* _Task directions_
Can you retype only the lines from the one with "Each instance of the globe" through the final line of the material, exactly as given?

* _Stored rows_

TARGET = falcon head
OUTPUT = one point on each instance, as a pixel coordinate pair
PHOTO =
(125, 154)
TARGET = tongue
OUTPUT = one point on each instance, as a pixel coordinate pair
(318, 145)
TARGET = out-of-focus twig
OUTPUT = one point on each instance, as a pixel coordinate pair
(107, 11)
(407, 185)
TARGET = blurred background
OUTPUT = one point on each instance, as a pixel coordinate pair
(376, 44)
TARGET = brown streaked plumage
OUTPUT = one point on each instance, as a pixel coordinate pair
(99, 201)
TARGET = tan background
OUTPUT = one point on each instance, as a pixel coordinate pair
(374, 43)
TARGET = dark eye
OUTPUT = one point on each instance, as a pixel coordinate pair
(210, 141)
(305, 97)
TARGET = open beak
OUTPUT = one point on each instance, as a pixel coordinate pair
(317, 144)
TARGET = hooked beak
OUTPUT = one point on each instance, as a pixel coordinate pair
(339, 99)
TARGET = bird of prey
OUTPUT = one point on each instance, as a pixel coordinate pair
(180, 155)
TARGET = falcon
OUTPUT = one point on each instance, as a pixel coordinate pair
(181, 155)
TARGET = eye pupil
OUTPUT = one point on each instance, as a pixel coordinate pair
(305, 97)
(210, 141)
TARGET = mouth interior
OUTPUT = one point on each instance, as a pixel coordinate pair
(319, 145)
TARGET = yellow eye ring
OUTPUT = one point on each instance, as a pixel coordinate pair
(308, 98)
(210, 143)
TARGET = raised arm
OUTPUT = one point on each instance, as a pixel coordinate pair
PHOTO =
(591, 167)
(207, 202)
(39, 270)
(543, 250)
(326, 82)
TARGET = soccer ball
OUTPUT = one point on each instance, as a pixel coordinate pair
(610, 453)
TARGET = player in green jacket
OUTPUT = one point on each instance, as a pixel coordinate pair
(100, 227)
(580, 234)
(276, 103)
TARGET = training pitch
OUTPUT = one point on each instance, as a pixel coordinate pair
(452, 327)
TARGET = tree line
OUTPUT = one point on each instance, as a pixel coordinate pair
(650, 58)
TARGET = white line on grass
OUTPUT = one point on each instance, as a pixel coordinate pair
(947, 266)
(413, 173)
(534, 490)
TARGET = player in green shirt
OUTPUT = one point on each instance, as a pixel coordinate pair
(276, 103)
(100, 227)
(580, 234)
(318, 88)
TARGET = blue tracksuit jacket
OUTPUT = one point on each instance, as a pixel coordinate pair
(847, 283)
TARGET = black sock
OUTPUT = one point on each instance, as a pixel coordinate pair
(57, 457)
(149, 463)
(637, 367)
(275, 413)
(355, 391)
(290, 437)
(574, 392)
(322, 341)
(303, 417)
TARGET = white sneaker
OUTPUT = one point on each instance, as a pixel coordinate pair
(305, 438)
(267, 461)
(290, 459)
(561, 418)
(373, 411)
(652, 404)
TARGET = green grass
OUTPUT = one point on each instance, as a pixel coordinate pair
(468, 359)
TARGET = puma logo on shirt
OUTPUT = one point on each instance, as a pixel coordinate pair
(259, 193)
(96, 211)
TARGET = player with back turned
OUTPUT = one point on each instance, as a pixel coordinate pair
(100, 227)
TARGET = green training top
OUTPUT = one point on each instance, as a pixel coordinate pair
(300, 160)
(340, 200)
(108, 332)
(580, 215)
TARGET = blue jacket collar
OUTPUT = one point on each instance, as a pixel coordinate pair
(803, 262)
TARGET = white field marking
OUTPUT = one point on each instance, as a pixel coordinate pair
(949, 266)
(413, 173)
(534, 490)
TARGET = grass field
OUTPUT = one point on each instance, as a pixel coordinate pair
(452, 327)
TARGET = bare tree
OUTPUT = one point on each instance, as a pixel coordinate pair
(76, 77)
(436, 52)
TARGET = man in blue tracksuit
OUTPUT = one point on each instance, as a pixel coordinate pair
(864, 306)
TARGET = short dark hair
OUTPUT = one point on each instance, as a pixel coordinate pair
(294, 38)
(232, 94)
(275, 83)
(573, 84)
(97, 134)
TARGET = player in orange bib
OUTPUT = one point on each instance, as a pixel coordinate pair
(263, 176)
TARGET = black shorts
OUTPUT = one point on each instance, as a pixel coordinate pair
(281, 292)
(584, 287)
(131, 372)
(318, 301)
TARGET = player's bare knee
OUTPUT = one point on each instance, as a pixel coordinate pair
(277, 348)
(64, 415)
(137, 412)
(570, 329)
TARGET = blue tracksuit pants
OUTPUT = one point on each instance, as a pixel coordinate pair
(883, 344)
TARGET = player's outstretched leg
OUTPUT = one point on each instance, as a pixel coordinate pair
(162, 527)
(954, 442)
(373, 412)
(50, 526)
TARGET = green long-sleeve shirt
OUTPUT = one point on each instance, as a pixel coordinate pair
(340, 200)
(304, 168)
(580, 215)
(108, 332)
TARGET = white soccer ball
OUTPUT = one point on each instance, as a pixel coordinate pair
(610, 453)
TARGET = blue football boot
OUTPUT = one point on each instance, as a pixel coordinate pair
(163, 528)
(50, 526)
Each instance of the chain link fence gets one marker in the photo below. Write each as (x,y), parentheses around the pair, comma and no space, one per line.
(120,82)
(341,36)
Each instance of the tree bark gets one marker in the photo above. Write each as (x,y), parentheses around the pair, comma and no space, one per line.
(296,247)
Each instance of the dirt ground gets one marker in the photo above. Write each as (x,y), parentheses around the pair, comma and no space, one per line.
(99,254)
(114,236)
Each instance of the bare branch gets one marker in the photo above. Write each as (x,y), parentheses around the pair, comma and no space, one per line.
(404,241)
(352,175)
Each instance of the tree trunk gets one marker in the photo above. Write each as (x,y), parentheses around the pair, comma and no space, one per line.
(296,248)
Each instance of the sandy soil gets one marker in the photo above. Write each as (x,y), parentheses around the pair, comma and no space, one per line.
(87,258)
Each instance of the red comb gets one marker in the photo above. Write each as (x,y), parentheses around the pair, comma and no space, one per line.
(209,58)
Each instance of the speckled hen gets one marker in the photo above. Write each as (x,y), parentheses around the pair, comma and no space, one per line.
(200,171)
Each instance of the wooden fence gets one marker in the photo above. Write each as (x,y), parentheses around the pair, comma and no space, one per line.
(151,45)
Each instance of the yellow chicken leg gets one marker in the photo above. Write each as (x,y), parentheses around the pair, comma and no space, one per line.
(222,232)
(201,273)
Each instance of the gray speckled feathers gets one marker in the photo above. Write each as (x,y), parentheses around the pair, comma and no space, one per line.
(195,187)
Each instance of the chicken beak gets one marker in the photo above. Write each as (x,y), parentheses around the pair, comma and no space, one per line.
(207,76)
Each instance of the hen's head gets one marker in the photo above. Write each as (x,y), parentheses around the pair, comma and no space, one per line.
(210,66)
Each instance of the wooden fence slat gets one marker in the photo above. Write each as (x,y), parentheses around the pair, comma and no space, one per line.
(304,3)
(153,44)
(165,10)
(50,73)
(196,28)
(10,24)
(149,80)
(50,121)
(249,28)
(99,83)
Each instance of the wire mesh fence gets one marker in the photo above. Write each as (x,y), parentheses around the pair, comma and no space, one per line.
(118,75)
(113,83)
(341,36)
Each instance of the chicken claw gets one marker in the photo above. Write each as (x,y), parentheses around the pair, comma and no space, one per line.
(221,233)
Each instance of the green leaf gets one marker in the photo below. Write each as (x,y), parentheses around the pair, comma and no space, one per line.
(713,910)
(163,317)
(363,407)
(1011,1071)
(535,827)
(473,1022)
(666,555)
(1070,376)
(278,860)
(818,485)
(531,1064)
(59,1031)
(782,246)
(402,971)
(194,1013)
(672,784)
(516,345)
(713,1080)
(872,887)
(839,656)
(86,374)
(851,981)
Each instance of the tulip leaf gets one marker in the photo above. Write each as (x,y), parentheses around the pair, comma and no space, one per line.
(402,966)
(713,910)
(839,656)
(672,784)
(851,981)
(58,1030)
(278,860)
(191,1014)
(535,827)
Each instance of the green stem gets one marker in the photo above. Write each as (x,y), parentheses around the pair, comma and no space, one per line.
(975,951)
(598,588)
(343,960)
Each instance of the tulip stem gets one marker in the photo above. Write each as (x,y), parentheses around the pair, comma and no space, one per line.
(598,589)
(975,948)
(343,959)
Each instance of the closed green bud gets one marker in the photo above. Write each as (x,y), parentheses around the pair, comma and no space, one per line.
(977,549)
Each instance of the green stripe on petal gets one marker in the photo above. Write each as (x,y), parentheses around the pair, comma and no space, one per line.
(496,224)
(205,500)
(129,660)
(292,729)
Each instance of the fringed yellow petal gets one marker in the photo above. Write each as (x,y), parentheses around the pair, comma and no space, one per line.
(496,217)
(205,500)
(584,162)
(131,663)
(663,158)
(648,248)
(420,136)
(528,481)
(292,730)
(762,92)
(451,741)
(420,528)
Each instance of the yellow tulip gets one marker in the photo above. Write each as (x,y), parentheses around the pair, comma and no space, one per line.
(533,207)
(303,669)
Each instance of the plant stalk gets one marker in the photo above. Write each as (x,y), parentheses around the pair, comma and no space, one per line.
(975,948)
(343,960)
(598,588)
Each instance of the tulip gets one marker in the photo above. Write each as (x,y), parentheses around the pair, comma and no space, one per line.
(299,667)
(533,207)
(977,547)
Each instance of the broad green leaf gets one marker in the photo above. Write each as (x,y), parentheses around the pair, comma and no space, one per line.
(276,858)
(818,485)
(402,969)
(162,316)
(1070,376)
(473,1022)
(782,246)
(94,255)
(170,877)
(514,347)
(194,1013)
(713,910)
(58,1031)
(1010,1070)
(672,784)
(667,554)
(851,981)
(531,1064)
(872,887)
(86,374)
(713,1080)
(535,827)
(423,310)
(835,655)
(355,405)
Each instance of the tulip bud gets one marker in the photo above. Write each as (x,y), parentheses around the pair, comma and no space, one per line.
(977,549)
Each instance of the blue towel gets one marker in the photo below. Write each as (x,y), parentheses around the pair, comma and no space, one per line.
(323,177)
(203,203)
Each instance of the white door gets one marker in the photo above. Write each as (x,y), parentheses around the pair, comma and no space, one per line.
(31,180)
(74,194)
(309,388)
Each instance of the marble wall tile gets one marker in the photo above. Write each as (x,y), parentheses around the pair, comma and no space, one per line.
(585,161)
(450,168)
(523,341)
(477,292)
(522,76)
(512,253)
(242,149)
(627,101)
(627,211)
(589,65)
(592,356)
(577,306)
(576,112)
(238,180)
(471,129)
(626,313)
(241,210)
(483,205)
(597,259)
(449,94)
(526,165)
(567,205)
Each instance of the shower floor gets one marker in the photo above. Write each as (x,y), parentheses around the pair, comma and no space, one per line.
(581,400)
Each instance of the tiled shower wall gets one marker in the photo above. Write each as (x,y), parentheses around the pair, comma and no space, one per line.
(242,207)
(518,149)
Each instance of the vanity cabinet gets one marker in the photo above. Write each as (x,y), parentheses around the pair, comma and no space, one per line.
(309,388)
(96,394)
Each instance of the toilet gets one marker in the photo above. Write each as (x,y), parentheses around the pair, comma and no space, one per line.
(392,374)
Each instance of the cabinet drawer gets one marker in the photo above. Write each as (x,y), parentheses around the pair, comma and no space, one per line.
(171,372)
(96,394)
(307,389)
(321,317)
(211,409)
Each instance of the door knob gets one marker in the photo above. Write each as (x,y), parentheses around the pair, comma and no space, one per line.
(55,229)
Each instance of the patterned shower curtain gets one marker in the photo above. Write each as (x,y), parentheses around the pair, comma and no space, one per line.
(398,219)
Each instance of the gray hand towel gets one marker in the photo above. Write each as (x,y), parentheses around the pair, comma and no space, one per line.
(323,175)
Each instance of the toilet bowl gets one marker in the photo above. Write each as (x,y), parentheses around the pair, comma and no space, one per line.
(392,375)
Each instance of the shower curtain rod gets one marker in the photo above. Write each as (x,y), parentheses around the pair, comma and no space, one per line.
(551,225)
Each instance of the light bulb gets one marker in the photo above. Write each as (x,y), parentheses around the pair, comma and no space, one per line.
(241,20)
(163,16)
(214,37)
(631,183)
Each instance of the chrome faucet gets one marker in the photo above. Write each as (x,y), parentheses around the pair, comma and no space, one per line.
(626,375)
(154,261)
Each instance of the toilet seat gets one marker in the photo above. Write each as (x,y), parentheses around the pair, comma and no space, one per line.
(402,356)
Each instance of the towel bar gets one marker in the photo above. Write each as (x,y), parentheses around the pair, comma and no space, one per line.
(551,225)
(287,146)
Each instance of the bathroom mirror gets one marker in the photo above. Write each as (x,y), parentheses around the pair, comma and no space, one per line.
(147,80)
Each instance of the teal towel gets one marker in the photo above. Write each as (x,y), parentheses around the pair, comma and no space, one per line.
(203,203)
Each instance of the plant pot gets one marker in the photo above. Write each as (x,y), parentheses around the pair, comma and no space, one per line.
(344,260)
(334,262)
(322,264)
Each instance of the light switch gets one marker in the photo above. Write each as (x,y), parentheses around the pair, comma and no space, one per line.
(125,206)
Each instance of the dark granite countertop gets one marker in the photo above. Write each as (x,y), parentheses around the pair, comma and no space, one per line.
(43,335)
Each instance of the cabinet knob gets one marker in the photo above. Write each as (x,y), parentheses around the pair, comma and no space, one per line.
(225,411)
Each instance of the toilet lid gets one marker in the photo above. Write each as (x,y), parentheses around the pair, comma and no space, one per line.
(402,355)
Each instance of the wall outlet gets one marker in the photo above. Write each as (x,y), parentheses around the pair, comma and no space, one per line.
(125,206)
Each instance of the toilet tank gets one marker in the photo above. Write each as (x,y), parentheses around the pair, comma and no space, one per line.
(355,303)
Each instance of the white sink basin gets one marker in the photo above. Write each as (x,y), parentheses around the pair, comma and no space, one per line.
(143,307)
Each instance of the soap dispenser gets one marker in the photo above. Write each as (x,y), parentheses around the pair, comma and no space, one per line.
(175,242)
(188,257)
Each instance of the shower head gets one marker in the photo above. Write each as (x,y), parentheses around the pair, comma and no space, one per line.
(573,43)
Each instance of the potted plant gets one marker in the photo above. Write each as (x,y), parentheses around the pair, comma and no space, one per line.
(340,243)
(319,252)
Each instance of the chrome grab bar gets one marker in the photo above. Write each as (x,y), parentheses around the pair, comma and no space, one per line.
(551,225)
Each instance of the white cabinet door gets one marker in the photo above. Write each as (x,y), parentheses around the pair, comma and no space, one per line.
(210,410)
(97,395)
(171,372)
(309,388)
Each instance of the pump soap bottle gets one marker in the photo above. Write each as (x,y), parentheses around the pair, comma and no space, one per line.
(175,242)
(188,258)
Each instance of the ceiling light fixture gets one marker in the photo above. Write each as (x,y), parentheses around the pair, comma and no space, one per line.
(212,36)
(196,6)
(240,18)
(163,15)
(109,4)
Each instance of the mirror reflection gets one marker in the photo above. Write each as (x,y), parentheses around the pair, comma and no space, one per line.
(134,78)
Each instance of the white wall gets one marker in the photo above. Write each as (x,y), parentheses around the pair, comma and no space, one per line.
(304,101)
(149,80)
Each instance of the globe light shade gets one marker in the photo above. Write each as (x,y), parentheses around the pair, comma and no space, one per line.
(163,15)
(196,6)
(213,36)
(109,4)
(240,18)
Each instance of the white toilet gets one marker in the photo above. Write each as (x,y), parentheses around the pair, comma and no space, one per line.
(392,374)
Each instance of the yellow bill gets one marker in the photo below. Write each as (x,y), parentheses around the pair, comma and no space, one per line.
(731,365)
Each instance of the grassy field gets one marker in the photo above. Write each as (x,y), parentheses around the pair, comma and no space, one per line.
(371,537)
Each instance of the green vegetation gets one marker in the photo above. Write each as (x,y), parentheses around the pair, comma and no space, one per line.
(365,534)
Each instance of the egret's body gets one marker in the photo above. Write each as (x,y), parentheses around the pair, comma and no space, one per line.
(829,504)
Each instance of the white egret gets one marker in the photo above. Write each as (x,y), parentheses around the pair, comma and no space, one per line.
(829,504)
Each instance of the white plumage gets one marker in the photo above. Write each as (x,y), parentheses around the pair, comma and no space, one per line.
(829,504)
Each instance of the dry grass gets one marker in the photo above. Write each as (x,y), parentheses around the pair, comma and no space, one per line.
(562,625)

* _Result of the exercise_
Each instance of the globe light shade gets one marker in the photo above. Write each as (x,y), parentheses around the pair, comma and no space, one per line.
(163,15)
(196,6)
(213,36)
(109,4)
(240,18)
Each instance of the white toilet gets one marker in the photo above. Write each as (x,y), parentheses around the pair, comma and no space, one per line.
(392,374)
Each instance of the yellow bill gets one marker in the photo below. Write each as (x,y), parentheses around the pair, comma and no space, one per line.
(731,365)
Each instance of the grassy field gets one marker in the photo above. Write each as (x,y), parentheses around the pair, comma and no space, one per line.
(371,537)
Each instance of the green vegetation gets one marker in the photo above. Write each as (x,y), parentheses around the pair, comma and no space, one per line.
(365,534)
Each instance of the egret's body gets one marker in the photo above. Write each as (x,y), parentheses around the pair, comma and no space, one per line.
(829,504)
Each instance of the white egret gets one marker in the photo above. Write each as (x,y), parentheses around the pair, comma and no space, one per line.
(829,504)
Each instance of the white plumage gets one marker in the photo above. Write each as (x,y), parentheses around the pair, comma and no space, one per line.
(829,504)
Each instance of the dry grass gets one marker in the photo above. Write each as (x,y), parentheses around the pair, comma and no space, one per line.
(562,625)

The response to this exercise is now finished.